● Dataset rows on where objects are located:
— BEGIN —

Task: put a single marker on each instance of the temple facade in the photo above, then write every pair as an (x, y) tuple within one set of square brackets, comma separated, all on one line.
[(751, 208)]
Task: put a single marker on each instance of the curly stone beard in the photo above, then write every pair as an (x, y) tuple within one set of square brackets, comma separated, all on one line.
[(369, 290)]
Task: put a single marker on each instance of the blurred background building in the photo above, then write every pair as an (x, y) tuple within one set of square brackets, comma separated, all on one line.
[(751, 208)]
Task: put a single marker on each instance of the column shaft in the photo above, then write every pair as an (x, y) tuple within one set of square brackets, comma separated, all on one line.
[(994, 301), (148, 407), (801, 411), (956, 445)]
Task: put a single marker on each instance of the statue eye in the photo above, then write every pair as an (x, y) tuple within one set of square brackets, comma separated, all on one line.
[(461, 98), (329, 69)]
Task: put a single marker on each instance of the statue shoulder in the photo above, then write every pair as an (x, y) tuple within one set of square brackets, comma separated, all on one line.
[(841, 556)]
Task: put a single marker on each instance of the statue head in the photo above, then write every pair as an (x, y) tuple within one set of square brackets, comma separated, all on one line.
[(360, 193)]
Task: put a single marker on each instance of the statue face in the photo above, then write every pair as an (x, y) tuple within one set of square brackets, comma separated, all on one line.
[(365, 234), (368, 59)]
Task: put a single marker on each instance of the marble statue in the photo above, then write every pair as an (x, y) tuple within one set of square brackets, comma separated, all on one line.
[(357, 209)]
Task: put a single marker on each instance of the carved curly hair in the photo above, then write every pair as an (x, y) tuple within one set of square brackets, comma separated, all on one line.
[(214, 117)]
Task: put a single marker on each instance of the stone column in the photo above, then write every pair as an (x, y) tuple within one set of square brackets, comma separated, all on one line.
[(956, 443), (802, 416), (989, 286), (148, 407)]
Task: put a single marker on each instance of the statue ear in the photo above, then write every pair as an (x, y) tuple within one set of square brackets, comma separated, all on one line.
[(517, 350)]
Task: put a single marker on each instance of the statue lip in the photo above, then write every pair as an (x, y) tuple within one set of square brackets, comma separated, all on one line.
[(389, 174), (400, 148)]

— END —

● Exercise:
Reproduce every row above word for word, keeping each line as it stands.

● Task response:
Task: put a single marker on each instance of the temple facade in the photo above, then write every pair as an (x, y) tuple within one set of square brackets, comma separated, all on one line.
[(751, 208)]
Task: put a single marker on each instance of the curly stone beard in the photo above, then write every pair as an (x, y) tuple within one set of square brackets, comma separated, all on one line.
[(369, 290)]
Task: put a single marker on each instance of the blurred background building in the photo above, then write every pair as an (x, y) tuple within one set of square brackets, comma separated, all on one line.
[(751, 208)]
Task: put a single marker on each instance of the column shaft in the photo above, then write every pair as an (x, y) tuple within one set of square brackets, comma separated, all on one line.
[(994, 301), (148, 407), (801, 411), (956, 445)]
Task: put a single marker on each instance of the statue eye in the photo above, then write every pair as an (x, y) tuple within one set of square brackets, comma separated, all on one line.
[(461, 98), (329, 69)]
Task: put a single marker on each instance of the statue shoulder in the photo above, then write every pair as an (x, y) tuple within one set of square brackets, comma separated, all on one line.
[(841, 556)]
Task: put a single marker on each instance of the statue head in the photo above, then write every pair as an (x, y) tuple within one set of square brackets, comma separated, all on one line.
[(360, 193)]
Task: put a single marker on each instance of the statue face in the photo above, then write every pair as an (x, y) tuple within one set of square brackets, comma separated, all on one line.
[(365, 234), (368, 59)]
Task: put a single marker on each instance of the marble statue in the photo above, then write every pair as an (x, y) tuple within one set of square brackets, comma separated, all on one line.
[(357, 209)]
Task: put a single marker on each instance of the carved curly hair in the photo above, then write every pair as an (x, y) tuple within one set of square brackets, comma separated, all on one line.
[(214, 117)]
Task: put a single marker on each instance of the stone column in the photo above, then write every pair as an (x, y) tuple within one set of square brackets, comma separated, all on one line.
[(956, 443), (802, 416), (989, 286), (148, 407)]
Task: put a single marker on each instance of the statue ear in the photo above, then write every pair as an (x, y) tuple within one set of square brackets, comma separated, all on one line.
[(517, 350)]
Task: put a single marker on each instance of the statue lip in the photo above, then write every pair as an (x, y) tuple within one set of square brackets, comma separated, all on one line.
[(389, 174), (400, 148)]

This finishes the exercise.